** Begin **

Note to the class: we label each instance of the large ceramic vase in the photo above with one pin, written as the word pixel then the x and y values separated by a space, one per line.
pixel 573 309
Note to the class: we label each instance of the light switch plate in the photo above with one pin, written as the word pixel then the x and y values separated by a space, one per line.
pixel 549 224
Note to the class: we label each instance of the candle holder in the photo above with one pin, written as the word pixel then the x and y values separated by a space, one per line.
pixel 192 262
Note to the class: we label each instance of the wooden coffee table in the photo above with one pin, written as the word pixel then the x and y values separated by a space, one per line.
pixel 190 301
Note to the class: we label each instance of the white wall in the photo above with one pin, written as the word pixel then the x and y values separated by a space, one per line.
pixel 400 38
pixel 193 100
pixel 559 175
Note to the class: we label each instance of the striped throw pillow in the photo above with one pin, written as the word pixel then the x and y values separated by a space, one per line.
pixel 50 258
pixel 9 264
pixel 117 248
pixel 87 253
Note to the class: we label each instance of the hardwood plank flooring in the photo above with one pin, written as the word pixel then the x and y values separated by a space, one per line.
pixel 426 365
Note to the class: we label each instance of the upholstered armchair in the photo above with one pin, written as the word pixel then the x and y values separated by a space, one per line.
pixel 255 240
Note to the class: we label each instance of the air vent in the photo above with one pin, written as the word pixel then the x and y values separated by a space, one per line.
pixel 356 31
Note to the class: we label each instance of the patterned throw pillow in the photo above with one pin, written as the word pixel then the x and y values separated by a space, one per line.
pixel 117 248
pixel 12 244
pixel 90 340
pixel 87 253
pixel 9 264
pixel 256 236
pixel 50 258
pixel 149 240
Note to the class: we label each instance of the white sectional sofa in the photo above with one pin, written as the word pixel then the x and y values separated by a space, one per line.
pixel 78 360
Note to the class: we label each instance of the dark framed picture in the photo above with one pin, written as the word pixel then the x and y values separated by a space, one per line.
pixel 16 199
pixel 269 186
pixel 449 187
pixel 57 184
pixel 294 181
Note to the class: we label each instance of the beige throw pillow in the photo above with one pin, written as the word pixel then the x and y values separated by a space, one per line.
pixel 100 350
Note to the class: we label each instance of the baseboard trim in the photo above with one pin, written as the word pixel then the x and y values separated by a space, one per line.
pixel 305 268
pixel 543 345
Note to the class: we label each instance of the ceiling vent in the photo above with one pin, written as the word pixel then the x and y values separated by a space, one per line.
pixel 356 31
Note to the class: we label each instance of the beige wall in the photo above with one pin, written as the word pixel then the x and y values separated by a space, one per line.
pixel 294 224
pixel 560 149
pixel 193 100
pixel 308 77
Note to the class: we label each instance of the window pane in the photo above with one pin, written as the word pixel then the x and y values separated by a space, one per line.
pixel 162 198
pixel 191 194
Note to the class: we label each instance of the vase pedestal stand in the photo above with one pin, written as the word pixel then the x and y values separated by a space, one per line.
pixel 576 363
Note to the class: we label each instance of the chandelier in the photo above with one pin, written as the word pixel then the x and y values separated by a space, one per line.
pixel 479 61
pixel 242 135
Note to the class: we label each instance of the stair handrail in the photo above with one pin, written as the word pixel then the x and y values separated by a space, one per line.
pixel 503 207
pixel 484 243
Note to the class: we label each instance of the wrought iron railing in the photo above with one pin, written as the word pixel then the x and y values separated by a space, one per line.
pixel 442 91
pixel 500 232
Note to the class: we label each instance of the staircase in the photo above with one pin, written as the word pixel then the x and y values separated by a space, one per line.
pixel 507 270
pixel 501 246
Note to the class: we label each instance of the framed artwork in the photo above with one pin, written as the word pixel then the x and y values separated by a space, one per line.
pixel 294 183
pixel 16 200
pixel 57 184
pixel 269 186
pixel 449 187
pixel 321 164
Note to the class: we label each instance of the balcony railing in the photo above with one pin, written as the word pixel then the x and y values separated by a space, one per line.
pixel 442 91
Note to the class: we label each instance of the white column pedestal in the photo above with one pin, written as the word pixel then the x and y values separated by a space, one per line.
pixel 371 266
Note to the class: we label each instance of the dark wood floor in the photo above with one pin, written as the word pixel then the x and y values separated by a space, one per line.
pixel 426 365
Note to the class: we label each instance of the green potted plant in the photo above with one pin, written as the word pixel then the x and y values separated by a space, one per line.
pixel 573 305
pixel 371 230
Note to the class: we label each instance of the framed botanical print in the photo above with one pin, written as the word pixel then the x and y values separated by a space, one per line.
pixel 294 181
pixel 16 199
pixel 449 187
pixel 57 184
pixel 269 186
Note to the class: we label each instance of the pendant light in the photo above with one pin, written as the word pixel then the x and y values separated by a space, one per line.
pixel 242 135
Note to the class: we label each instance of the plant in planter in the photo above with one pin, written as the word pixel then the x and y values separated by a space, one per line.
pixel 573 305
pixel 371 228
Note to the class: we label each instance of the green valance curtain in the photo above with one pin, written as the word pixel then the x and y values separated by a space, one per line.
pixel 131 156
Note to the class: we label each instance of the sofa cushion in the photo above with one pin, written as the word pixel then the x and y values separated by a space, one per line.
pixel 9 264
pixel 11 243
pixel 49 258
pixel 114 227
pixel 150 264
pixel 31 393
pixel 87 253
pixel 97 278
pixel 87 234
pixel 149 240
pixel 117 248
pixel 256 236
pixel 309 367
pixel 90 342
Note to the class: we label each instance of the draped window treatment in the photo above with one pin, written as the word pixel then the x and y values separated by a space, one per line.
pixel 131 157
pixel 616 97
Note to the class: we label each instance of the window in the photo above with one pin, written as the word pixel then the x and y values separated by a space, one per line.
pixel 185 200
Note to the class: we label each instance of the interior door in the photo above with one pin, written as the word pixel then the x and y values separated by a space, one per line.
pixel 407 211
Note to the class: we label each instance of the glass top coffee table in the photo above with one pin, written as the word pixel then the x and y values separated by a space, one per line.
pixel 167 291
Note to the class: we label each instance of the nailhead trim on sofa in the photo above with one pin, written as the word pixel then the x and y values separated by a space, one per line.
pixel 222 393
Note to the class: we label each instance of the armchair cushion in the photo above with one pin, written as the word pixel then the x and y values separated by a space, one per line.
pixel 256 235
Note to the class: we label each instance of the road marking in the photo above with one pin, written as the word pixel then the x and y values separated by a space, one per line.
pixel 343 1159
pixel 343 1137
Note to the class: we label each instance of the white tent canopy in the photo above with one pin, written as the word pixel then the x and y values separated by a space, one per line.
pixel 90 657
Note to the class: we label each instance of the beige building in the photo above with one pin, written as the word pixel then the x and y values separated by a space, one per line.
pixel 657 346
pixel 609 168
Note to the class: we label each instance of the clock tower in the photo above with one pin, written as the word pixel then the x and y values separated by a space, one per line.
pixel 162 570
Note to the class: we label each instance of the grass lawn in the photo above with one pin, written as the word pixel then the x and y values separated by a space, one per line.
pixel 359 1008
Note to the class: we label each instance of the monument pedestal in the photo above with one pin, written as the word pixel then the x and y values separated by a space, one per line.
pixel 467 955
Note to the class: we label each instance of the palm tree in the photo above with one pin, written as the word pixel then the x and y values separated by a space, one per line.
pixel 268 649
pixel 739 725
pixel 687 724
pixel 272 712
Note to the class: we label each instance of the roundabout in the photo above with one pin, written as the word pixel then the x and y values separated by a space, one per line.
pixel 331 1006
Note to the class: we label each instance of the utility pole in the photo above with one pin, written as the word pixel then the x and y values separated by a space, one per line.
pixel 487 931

** End **

Short problem ▸
Copy out all of the data above word for word, keeping every line as it appears.

Output ▸
Note to the class: we label each instance of the large ceramic vase in the photo above with one pin, written as the word pixel then the x and y values separated by a space, one per line.
pixel 573 309
Note to the class: we label each instance of the light switch plate in the photo above with one pin, written as the word pixel then the x and y values separated by a space, one per line.
pixel 549 224
Note to the class: we label each instance of the candle holder in the photo above with one pin, written as the word pixel then the x and y values separated by a space, one per line.
pixel 192 262
Note to the class: we label each instance of the wooden coffee table in the photo above with one pin, written as the word pixel then the x and y values separated by a space, one per line.
pixel 190 301
Note to the class: we label each instance of the white wall in the photo above with one pin, written as the word pixel then the x and y values separated by a space, one per line.
pixel 400 38
pixel 193 100
pixel 559 175
Note to the class: we label each instance of the striped throw pillow in the photo above with one pin, written as the word pixel then the x and y values separated by a space, one per line.
pixel 50 258
pixel 9 264
pixel 117 248
pixel 87 253
Note to the class: we label each instance of the hardwood plank flooring in the photo above with one pin, written as the word pixel then the x and y values separated by a space, one per line.
pixel 426 365
Note to the class: we label each instance of the upholstered armchair in the photo above with one pin, written as the word pixel then the x and y values separated by a space, one per line.
pixel 255 240
Note to the class: we label each instance of the air vent in the photo above with one pin, written as the word pixel then the x and y values separated by a space, one per line.
pixel 356 31
Note to the class: we label each instance of the patterned throw pillow in the photo above with one pin, written as the word pixel then the x and y values separated by a space, one per line.
pixel 117 248
pixel 12 244
pixel 90 340
pixel 87 253
pixel 9 264
pixel 256 236
pixel 50 258
pixel 149 240
Note to the class: we label each instance of the white sectional sofa in the photo above with one pin, written as the word pixel then the x and y values separated by a space, one per line.
pixel 78 360
Note to the class: we label each instance of the dark framed picture in the photo above with one pin, written as the word pixel then the x and y values separated by a space, one per line.
pixel 16 199
pixel 269 186
pixel 449 187
pixel 57 184
pixel 294 181
Note to the class: we label each instance of the beige throw pillow in the photo above with one pin, written as the word pixel then the x and y values separated by a space, one per line.
pixel 100 350
Note to the class: we label each instance of the baseboard trim in the photo above with one pin, written as the word pixel then the x and y values separated by a space, one per line.
pixel 305 268
pixel 543 345
Note to the class: we label each instance of the ceiling vent in the photo above with one pin, written as the word pixel then the x and y values separated by a space, one per line.
pixel 356 31
Note to the class: we label each instance of the beige wall in the photo above with one pin, written as the word pixel then the x and y values separated by a space, one per line.
pixel 294 224
pixel 560 149
pixel 193 100
pixel 308 77
Note to the class: we label each instance of the window pane in the photo above with one pin, written as the word pixel then the x and y values separated by a space, one per line.
pixel 162 198
pixel 191 194
Note to the class: we label each instance of the vase pedestal stand in the photo above with one pin, written as the word pixel then the x and y values separated by a space, one per line.
pixel 576 363
Note to the class: we label each instance of the chandelier in the photo above with one pin, written as the word pixel then the x and y values separated by a space, one per line.
pixel 479 61
pixel 242 135
Note to the class: we label each instance of the stair handrail in the photo above with one pin, written as the word pixel then the x and y values separated by a space, one per line.
pixel 503 207
pixel 484 243
Note to the class: we label each instance of the wrought iron railing in the photo above with one pin, written as the word pixel then the x and y values separated by a space, one per line.
pixel 442 91
pixel 500 232
Note to the class: we label each instance of the staircase in the photo above with one pin, written as the word pixel then the x and y values separated by a space, one per line.
pixel 507 270
pixel 501 246
Note to the class: we label each instance of the framed artwork in the photo above with one pin, written as the word pixel then the x and y values separated by a space, one per line.
pixel 294 183
pixel 16 200
pixel 57 184
pixel 269 186
pixel 449 187
pixel 321 164
Note to the class: we label each instance of the balcony railing in the photo above with one pin, written as the word pixel then the x and y values separated by a space, one per line.
pixel 442 91
Note to the class: we label each instance of the white column pedestal in the photo above with one pin, written as the word pixel then the x and y values separated by a space, one per line.
pixel 371 266
Note to the class: we label each instance of the dark wood floor in the photo above with one pin, written as the word pixel then the x and y values separated by a space, one per line.
pixel 426 365
Note to the class: we label each instance of the green potted plant in the photo above with one pin, written as the word pixel then the x and y values separated by a space, one per line.
pixel 573 305
pixel 371 230
Note to the class: we label each instance of the framed botanical print in the photo above with one pin, written as the word pixel then the x and y values separated by a space, one per line.
pixel 294 181
pixel 16 199
pixel 449 187
pixel 57 184
pixel 269 186
Note to the class: we label each instance of the pendant light in the photo above with one pin, written as the word pixel then the x and y values separated by a space, one per line.
pixel 242 135
Note to the class: we label each instance of the plant in planter in the photo above with one pin, written as the word pixel then the x and y values separated by a space, one per line.
pixel 573 305
pixel 371 228
Note to the class: we label each instance of the green valance curtain in the photo above with one pin, written as the word pixel then the x and y values separated by a space, one per line.
pixel 131 156
Note to the class: we label each instance of the sofa cushion in the photo above with one pin, written as the word pixel then the x and y values separated by a space, one per line.
pixel 9 264
pixel 11 243
pixel 49 258
pixel 114 227
pixel 150 264
pixel 31 393
pixel 87 253
pixel 97 278
pixel 87 234
pixel 149 240
pixel 117 248
pixel 256 236
pixel 309 367
pixel 90 342
Note to the class: we label each instance of the draped window treatment in the photo above with one pin, written as the word pixel then the x and y values separated by a space, one per line.
pixel 131 157
pixel 616 97
Note to the class: we label each instance of the window in the photo above with one pin, written as the word pixel then the x and y values separated by a space, one per line.
pixel 185 200
Note to the class: we label each instance of the interior door in the photo above with one pin, written as the word pixel then the x and y values separated by a space, one per line.
pixel 407 211
Note to the class: we label each instance of the glass top coffee table in the photo above with one pin, written as the word pixel then the x and y values separated by a space, one per line.
pixel 167 291
Note to the class: we label each instance of the nailhead trim on sofa in the photo above with one pin, written as the word pixel then the x and y values separated by a space, one per line.
pixel 222 393
Note to the class: we label each instance of the armchair cushion in the photo above with one pin, written as the word pixel then the x and y values separated by a space, one per line.
pixel 256 235
Note to the class: we label each instance of the road marking in the photo above with one pin, written as the word pixel then the x and y values separated by a space, one per line.
pixel 343 1159
pixel 343 1137
Note to the class: we label each instance of the white tent canopy in the photo above with one pin, written as the word pixel then the x and y values separated by a space, one per line.
pixel 90 657
Note to the class: we label each instance of the beige building in the photo above with one pin, written as the word pixel then the x and y values separated by a space, one per line.
pixel 657 346
pixel 609 168
Note to the class: we label each instance of the clock tower in the photo above with one pin, written as the word pixel then the x and y values separated by a space, one per line.
pixel 162 570
Note to the class: we label each instance of the grass lawn in the photo above with one pin, written as the word pixel then the x and y values separated by a space, one per line.
pixel 359 1008
Note to the class: we label each instance of the monument pedestal in the photo above with one pin, written as the word pixel then the x and y values separated by a space, one per line.
pixel 467 955
Note to the class: we label each instance of the palm tree in the photo above with one pin, written as the word pixel then the x and y values separated by a space, one per line.
pixel 268 649
pixel 739 725
pixel 687 724
pixel 272 712
Note to the class: we label each instance of the roundabout in the photo above with one pin, written as the word pixel then the x and y values separated by a space, one per line.
pixel 331 1006
Note to the class: we label each instance of the utility pole in the photo above with one pin, written as the word pixel then the x and y values separated by a space, one per line.
pixel 487 931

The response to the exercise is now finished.